Continue the text on folk sayings about rain, picking up right after its final sentence.

*** Opening of Text excerpt ***

A light drizzle doesn’t inspire flying animals. A pounding storm does.
“The Devil Is Beating His Wife”
In parts of the American South, a sun shower — rain falling while the sun is shining — has its own expression.
Someone might glance at the bright sky and the falling rain and say, “The devil is beating his wife.”
When sunlight shines through falling rain, a rainbow often appears. The same conditions that make the moment feel unusual — brightness and rainfall at once — also create that arc of color.
Like many old sayings, the phrase grew from folklore — an attempt to explain something visually strange and unexpected. A sun shower feels contradictory. Rain and sunshine at the same time. Before meteorologists described shifting air masses and passing storm cells, people reached for a story.
The phrase doesn’t attempt meteorology. It attempts meaning.
It reminds us that when something looks mysterious, humans respond with imagination.

*** Close of Text excerpt ***
*** Opening of Record set ***

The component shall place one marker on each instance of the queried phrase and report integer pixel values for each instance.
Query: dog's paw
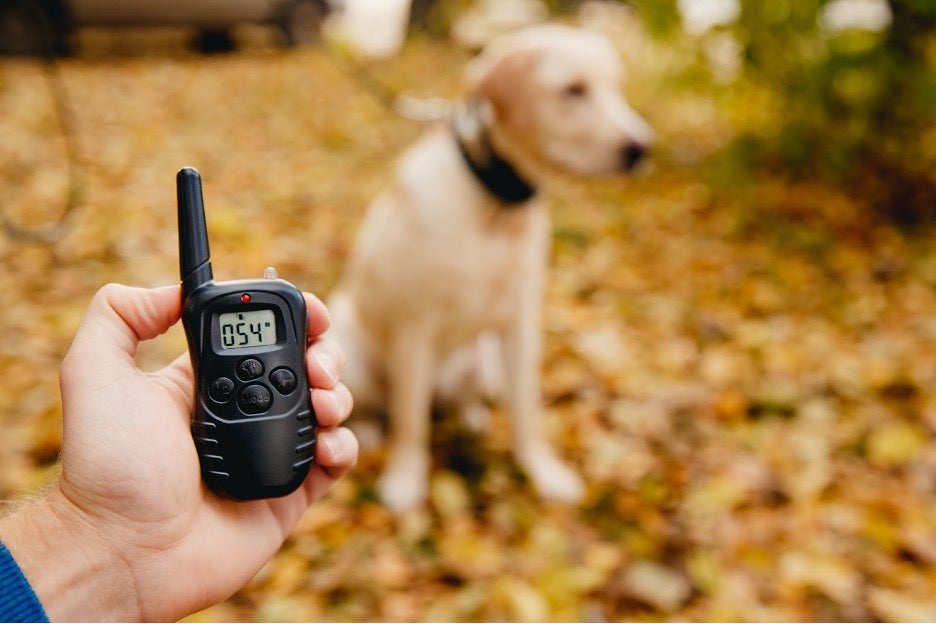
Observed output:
(403, 484)
(552, 478)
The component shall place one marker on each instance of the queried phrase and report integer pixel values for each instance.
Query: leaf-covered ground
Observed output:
(743, 376)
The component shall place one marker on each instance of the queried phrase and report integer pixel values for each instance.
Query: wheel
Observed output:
(214, 41)
(34, 28)
(303, 22)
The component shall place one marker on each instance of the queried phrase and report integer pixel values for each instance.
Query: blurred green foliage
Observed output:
(851, 107)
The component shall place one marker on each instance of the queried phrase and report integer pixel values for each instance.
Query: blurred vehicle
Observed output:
(45, 26)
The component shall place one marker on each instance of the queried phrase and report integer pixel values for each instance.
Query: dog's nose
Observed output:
(631, 154)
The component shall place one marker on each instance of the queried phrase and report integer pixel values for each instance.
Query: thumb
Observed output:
(118, 318)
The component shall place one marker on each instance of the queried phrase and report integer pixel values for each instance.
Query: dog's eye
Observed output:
(575, 90)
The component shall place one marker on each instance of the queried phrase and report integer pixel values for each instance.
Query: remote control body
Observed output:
(253, 423)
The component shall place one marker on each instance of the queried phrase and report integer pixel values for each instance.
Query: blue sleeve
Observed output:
(18, 602)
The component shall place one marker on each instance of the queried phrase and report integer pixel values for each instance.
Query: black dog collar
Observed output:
(496, 174)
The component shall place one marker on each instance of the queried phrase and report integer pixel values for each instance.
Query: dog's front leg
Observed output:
(522, 339)
(409, 365)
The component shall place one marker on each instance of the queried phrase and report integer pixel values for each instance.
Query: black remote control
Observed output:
(253, 424)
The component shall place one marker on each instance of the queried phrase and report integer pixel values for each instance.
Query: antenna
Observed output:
(194, 256)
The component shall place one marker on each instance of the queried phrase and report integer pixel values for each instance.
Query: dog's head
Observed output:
(554, 96)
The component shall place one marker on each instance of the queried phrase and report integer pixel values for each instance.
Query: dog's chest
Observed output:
(477, 272)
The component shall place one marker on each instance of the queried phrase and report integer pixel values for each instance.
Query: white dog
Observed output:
(457, 246)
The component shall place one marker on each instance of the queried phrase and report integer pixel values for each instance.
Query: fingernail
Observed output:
(333, 443)
(329, 364)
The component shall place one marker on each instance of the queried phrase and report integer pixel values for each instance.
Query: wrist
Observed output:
(72, 570)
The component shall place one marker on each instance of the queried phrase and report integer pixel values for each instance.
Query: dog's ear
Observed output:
(500, 77)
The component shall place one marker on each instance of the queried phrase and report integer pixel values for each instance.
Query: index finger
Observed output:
(319, 319)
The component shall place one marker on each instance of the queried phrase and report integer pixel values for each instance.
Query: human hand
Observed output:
(129, 531)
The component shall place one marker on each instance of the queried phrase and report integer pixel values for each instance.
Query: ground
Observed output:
(742, 374)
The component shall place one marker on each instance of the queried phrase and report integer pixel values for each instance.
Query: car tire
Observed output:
(37, 28)
(303, 22)
(214, 41)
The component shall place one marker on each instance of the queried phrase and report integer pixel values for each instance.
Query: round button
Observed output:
(249, 369)
(283, 380)
(255, 399)
(221, 389)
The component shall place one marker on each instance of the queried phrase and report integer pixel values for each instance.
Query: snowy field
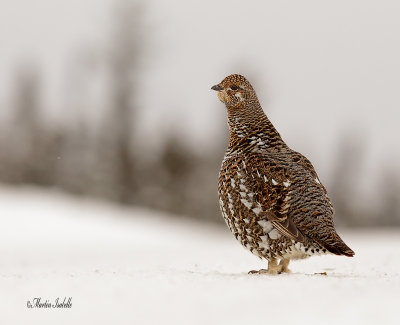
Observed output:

*** Close of Record set ***

Answer section ▸
When you line these expressions up — goats in barns, ducklings in rows, storms filled with animals, sunshine mixed with rain — a pattern begins to emerge.
Where the Words Come From
We don’t come up with language in laboratories.
We come up with it in fields, along pond banks, under unsettled skies, and on front porches. We borrow from what we see. We exaggerate what surprises us. We soften what confuses us. We turn repetition into metaphor and mystery into story.
The words we use every day have roots. Sometimes all it takes is a closer look to find them.